-------- TASK INPUTS

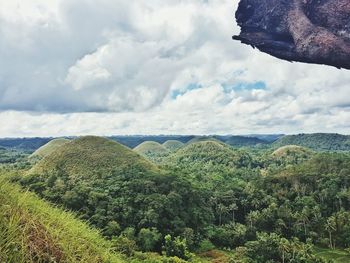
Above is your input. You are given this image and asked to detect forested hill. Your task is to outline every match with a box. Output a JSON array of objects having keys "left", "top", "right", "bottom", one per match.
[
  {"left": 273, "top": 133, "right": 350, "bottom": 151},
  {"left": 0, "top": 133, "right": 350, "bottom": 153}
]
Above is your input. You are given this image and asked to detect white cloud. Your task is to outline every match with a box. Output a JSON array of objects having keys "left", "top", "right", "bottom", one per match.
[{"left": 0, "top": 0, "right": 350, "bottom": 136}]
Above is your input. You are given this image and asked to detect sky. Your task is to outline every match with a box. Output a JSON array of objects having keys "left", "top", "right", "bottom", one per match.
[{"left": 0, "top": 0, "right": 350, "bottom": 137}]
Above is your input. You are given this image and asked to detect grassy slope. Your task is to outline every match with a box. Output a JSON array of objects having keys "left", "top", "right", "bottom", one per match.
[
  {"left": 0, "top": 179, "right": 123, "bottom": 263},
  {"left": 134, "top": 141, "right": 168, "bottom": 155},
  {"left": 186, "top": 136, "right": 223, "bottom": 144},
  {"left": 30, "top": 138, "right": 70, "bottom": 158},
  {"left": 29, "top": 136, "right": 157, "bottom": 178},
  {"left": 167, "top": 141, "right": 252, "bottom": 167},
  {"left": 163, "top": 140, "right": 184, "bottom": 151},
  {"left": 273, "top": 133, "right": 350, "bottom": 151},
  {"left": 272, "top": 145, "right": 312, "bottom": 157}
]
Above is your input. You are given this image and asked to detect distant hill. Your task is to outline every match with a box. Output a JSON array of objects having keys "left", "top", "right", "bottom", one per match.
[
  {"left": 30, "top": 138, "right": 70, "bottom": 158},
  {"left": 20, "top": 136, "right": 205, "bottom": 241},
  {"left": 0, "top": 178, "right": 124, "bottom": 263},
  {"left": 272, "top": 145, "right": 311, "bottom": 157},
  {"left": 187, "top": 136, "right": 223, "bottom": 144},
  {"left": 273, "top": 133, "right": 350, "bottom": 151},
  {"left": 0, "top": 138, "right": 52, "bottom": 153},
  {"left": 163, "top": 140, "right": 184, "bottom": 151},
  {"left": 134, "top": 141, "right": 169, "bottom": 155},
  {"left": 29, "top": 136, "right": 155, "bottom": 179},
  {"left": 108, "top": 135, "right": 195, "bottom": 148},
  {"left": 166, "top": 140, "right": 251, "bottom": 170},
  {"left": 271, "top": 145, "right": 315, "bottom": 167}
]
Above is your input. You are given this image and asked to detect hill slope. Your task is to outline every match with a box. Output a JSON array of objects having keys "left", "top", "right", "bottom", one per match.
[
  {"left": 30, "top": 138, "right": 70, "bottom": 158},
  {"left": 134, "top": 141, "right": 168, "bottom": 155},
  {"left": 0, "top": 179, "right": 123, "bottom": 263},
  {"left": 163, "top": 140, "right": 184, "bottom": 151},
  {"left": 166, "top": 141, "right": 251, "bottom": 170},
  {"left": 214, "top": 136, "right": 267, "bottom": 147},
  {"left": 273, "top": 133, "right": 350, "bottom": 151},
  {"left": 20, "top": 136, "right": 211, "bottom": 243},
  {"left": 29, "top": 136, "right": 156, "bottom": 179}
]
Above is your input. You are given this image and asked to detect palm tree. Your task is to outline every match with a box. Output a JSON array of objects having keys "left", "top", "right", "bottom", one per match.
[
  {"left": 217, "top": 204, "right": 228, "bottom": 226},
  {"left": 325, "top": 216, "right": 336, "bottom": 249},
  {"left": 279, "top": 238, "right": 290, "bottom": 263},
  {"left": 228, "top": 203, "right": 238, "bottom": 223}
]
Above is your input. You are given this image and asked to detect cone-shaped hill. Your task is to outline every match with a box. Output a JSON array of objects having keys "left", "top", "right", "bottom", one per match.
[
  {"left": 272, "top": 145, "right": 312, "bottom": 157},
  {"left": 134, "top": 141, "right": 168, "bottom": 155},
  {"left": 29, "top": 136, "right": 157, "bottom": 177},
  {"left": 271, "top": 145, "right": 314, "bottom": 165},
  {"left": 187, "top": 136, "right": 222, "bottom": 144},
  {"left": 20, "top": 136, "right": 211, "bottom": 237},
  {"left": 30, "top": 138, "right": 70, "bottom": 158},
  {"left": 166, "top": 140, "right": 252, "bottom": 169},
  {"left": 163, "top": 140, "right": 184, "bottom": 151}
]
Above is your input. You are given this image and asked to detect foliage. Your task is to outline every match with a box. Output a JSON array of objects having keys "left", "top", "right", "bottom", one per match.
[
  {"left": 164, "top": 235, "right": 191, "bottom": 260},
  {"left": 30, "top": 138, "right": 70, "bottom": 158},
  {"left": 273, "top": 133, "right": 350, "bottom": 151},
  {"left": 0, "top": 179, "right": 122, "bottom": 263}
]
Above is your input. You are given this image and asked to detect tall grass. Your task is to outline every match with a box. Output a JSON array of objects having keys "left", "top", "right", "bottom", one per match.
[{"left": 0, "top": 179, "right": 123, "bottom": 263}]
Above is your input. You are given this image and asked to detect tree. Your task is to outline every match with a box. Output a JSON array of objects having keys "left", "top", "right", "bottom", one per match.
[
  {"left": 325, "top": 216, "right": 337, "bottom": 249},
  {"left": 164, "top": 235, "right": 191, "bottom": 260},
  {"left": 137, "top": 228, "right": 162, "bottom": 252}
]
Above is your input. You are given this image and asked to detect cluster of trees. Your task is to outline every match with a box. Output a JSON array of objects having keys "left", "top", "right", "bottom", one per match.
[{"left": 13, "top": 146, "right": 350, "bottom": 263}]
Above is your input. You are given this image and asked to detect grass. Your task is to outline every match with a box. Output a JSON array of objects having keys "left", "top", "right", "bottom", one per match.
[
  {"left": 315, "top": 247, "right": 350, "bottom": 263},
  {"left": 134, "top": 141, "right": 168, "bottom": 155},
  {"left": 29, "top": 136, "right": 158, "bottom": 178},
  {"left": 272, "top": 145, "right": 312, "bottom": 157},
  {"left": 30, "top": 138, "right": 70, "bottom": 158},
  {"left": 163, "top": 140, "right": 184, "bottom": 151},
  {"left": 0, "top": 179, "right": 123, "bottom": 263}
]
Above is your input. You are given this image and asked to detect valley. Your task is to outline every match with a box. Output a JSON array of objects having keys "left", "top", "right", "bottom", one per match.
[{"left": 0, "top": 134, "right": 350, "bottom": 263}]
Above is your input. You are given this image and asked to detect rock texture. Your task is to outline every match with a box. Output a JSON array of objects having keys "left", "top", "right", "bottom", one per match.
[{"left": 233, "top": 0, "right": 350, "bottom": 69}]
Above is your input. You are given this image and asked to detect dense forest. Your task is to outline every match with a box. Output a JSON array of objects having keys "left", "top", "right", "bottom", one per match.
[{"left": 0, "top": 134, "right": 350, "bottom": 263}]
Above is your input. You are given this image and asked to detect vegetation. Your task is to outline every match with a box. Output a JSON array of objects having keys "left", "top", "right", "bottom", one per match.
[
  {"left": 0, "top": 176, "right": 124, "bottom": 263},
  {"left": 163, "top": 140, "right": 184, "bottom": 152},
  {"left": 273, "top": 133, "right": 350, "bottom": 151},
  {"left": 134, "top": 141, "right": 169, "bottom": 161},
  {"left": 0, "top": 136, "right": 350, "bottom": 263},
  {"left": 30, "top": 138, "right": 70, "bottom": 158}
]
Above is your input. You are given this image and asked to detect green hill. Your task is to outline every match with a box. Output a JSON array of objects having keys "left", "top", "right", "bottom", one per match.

----------------

§ GIVEN EXERCISE: Which lines in the listing contain the word "slope"? Show each of those lines in full, counting only matches with the same case.

§ IN RESPONSE:
Above is your input. You are given this image and asked to detect grassy slope. Your task is to outline every match with a box. Output a JSON array of objects having keys "left", "top", "right", "bottom", one per match.
Above is your input. You are given this image and asked to detect hill slope. Your task is to outline every match with a box. Output a JSON array of objects having keys "left", "top", "right", "bottom", one per match.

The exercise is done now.